_What you have to do_
From the first line of the data below, repeat each line exactly until you reach the line with "like x=743, y=335."; include that line too.

Records drawn from a dataset

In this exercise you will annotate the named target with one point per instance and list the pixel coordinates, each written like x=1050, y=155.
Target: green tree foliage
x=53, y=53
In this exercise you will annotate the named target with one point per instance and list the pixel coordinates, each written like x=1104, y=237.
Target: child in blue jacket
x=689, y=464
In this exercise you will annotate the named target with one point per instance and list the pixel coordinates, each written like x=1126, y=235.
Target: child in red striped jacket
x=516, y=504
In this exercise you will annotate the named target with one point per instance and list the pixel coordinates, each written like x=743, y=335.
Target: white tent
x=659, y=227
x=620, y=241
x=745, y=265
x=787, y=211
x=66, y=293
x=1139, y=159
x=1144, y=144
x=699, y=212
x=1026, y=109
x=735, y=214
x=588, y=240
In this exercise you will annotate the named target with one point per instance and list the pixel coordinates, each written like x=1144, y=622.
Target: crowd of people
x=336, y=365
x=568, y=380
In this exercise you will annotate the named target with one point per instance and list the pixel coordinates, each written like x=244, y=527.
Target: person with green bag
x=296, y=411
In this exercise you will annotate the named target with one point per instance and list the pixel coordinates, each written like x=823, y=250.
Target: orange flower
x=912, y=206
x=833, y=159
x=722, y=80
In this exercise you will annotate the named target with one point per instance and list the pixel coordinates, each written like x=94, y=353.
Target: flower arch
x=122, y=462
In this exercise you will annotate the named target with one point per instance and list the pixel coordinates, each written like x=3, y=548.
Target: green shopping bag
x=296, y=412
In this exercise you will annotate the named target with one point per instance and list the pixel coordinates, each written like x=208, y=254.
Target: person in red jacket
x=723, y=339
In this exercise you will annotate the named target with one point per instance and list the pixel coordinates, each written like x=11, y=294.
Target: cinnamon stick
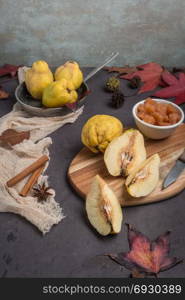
x=30, y=169
x=31, y=181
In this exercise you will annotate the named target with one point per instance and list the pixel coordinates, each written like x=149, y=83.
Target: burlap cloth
x=16, y=158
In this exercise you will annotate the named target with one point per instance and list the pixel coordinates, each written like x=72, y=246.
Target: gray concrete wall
x=89, y=30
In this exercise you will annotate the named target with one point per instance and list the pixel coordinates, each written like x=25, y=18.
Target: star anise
x=42, y=192
x=117, y=99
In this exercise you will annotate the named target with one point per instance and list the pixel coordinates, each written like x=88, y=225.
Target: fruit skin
x=103, y=208
x=99, y=131
x=145, y=178
x=37, y=78
x=57, y=94
x=72, y=73
x=125, y=153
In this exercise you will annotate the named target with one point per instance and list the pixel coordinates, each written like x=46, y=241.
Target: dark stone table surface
x=72, y=248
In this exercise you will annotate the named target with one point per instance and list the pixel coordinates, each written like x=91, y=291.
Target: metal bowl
x=36, y=108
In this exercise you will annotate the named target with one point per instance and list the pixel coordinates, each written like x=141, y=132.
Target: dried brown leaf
x=121, y=70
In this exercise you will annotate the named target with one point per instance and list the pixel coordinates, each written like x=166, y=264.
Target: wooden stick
x=30, y=169
x=31, y=181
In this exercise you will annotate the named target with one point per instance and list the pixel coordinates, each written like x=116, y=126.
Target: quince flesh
x=103, y=208
x=125, y=153
x=72, y=73
x=145, y=178
x=99, y=131
x=37, y=78
x=57, y=94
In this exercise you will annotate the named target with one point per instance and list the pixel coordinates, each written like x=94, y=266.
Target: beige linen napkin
x=16, y=158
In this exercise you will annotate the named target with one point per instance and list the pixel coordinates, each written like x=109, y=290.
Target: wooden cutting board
x=86, y=165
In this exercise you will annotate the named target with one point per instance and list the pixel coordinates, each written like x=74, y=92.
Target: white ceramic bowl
x=153, y=131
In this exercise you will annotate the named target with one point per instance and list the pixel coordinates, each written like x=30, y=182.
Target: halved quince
x=103, y=208
x=125, y=153
x=145, y=178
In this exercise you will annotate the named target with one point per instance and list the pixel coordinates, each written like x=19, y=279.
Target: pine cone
x=112, y=84
x=117, y=99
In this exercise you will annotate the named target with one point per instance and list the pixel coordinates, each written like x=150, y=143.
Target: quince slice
x=145, y=178
x=125, y=153
x=103, y=208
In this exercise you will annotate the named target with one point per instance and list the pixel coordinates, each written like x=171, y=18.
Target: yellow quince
x=37, y=78
x=72, y=73
x=99, y=131
x=57, y=94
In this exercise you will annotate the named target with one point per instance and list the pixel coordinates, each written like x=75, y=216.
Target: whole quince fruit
x=57, y=94
x=71, y=72
x=37, y=78
x=99, y=131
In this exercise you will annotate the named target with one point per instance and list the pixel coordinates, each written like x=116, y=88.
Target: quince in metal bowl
x=36, y=108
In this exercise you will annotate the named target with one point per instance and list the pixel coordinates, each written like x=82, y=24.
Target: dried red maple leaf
x=175, y=87
x=121, y=70
x=146, y=256
x=150, y=75
x=3, y=94
x=13, y=137
x=8, y=69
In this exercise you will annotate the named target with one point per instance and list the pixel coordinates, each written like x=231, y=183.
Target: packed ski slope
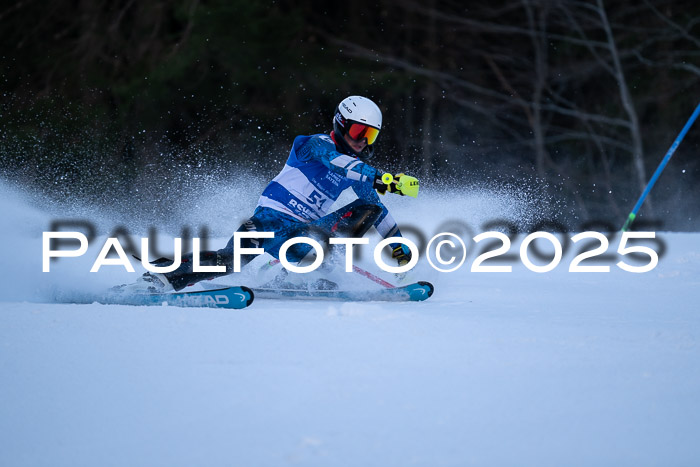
x=517, y=368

_Answer for the task_
In this exercise you will annotate the named target with one point per instance and list the pixel coordinates, each written like x=1050, y=155.
Target: green tree foliage
x=53, y=53
In this exercise you will annotate the named target with one point per instance and list the pixel coordinates, each written like x=1104, y=237.
Target: child in blue jacket
x=689, y=464
In this exercise you will annotate the named target with one point per instance and list the pixel coordinates, each written like x=1126, y=235.
Target: child in red striped jacket
x=516, y=504
In this exercise you will annotate the named target with one point per instance and list the pixel coordinates, each written like x=743, y=335.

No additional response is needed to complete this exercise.